## Source material
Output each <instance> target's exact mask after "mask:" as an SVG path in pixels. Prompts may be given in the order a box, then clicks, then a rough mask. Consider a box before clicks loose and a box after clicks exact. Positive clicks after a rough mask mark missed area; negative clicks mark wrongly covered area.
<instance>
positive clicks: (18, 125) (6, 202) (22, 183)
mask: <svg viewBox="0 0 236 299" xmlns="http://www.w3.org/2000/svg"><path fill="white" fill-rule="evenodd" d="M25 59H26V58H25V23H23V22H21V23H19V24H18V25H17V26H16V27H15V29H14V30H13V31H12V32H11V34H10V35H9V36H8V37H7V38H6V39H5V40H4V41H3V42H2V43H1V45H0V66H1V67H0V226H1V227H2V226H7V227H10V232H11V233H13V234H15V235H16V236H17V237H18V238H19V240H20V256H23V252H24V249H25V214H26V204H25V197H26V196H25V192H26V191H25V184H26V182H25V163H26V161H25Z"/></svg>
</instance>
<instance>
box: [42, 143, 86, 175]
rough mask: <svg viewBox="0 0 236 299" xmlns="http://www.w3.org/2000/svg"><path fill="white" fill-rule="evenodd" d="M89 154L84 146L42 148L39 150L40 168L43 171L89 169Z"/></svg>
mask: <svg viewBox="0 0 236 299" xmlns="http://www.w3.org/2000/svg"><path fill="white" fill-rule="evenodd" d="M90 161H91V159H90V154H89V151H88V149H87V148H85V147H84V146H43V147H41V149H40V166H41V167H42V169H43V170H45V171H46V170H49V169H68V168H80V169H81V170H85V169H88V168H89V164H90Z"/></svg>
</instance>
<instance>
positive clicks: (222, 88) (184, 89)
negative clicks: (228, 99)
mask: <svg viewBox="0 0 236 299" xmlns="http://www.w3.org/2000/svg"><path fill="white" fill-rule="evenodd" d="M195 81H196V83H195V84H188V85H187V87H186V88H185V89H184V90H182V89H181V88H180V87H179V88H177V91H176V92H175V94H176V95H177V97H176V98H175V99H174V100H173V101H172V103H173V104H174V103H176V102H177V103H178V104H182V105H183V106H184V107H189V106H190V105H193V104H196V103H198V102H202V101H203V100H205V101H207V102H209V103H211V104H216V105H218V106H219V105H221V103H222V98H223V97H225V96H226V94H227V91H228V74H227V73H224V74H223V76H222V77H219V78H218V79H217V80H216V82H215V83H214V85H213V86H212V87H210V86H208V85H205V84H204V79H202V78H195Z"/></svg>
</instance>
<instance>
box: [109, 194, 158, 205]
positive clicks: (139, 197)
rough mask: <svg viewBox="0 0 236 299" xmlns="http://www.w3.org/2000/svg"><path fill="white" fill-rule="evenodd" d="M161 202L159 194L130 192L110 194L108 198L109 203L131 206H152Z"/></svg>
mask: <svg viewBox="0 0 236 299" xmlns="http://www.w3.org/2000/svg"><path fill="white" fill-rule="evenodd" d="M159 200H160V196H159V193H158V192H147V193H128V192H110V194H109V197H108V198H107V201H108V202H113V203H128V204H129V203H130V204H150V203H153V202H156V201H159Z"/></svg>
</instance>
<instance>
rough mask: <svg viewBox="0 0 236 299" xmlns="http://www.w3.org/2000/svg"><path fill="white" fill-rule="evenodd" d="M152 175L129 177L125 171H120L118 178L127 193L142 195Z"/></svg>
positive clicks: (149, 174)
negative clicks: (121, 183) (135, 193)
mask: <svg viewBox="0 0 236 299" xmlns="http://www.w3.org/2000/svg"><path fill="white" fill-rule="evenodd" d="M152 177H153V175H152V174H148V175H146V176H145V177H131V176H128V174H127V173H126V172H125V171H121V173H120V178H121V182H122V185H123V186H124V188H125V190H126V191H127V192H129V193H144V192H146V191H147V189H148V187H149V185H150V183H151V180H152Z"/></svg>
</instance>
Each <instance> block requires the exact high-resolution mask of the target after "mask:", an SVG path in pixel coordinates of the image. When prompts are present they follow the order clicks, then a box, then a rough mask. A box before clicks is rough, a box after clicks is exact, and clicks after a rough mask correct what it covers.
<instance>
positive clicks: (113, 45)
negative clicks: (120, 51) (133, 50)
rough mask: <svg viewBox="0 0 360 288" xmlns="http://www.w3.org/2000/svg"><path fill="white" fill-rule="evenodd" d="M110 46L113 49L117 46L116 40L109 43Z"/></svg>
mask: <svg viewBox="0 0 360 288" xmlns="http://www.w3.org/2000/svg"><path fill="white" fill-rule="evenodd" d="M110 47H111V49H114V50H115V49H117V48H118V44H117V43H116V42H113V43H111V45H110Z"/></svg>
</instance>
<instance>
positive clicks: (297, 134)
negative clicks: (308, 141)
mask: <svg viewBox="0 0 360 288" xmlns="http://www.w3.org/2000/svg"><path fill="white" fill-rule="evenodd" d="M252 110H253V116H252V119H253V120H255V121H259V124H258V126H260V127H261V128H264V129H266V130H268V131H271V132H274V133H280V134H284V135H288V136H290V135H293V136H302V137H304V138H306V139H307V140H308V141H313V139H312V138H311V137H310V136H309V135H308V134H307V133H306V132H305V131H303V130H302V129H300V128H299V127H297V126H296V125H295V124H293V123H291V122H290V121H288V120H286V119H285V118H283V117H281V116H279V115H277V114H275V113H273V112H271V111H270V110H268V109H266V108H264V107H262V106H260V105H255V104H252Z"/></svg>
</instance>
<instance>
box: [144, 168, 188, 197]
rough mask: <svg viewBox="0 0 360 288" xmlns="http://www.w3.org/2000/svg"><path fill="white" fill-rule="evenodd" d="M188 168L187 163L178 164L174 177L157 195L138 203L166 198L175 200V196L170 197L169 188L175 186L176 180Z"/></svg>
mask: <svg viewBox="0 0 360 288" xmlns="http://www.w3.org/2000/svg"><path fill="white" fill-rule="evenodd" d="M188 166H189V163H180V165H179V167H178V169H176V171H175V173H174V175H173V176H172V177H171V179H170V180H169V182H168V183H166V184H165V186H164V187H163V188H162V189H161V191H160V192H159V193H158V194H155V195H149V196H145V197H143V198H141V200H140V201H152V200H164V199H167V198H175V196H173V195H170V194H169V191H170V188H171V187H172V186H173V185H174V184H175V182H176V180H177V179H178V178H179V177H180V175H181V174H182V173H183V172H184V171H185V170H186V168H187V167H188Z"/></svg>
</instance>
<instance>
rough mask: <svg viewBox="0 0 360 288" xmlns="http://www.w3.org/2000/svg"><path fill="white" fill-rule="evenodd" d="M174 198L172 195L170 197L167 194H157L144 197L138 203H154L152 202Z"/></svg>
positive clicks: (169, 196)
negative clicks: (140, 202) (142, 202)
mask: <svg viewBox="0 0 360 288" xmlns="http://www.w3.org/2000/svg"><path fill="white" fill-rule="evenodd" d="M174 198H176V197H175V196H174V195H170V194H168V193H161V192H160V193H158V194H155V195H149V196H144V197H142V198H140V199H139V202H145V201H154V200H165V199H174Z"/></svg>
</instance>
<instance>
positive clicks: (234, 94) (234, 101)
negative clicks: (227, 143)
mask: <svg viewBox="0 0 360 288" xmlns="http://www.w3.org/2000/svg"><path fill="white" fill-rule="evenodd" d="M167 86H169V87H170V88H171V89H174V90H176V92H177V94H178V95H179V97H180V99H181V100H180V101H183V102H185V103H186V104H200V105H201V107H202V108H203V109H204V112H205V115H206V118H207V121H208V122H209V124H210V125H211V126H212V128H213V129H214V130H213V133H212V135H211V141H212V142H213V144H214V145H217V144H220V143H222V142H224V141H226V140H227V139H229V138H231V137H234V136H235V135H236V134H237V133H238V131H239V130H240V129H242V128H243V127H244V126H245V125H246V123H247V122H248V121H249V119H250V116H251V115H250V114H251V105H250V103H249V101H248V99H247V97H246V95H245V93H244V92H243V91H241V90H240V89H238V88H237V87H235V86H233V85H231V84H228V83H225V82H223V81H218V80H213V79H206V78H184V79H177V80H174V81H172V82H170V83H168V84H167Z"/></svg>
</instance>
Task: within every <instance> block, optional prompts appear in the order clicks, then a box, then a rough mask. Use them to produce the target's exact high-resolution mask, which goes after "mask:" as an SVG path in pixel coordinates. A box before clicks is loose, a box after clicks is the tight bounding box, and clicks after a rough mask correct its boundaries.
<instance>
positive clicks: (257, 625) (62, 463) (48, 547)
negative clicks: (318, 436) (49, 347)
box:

## What is expected
Return precisely the lines of the records, starting with the line that holds "negative clicks: (140, 202) (142, 202)" and ending with the last one.

## Written answer
negative clicks: (140, 202) (142, 202)
mask: <svg viewBox="0 0 360 288" xmlns="http://www.w3.org/2000/svg"><path fill="white" fill-rule="evenodd" d="M174 198H176V197H175V196H174V195H170V194H168V193H161V192H160V193H158V194H155V195H149V196H144V197H142V198H140V199H139V202H145V201H154V200H165V199H174Z"/></svg>
</instance>
<instance>
positive clicks: (234, 94) (234, 101)
negative clicks: (227, 143)
mask: <svg viewBox="0 0 360 288" xmlns="http://www.w3.org/2000/svg"><path fill="white" fill-rule="evenodd" d="M167 86H169V87H170V88H171V89H174V90H176V92H177V94H178V95H179V97H180V99H181V100H180V101H183V102H185V103H186V104H200V105H201V107H202V108H203V109H204V112H205V115H206V118H207V121H208V122H209V124H210V125H211V126H212V128H213V129H214V130H213V133H212V135H211V141H212V142H213V144H214V145H217V144H220V143H222V142H224V141H226V140H227V139H229V138H231V137H234V136H235V135H236V134H237V133H238V131H239V130H240V129H242V128H243V127H244V126H245V125H246V123H247V122H248V121H249V119H250V116H251V115H250V114H251V105H250V103H249V101H248V99H247V97H246V95H245V93H244V92H243V91H241V90H240V89H238V88H237V87H235V86H233V85H231V84H228V83H225V82H223V81H218V80H213V79H206V78H184V79H177V80H174V81H172V82H170V83H168V84H167Z"/></svg>
</instance>
Task: within every <instance> block, optional prompts appear in the order clicks, then a box, then a rough mask. Use them to produce the target's exact high-resolution mask, which goes after "mask:" as an SVG path in pixel coordinates. A box before clicks is loose, a box after clicks is the tight bounding box, and clicks after a rough mask correct its boundaries.
<instance>
positive clicks: (257, 625) (62, 463) (48, 547)
negative clicks: (318, 436) (49, 347)
box:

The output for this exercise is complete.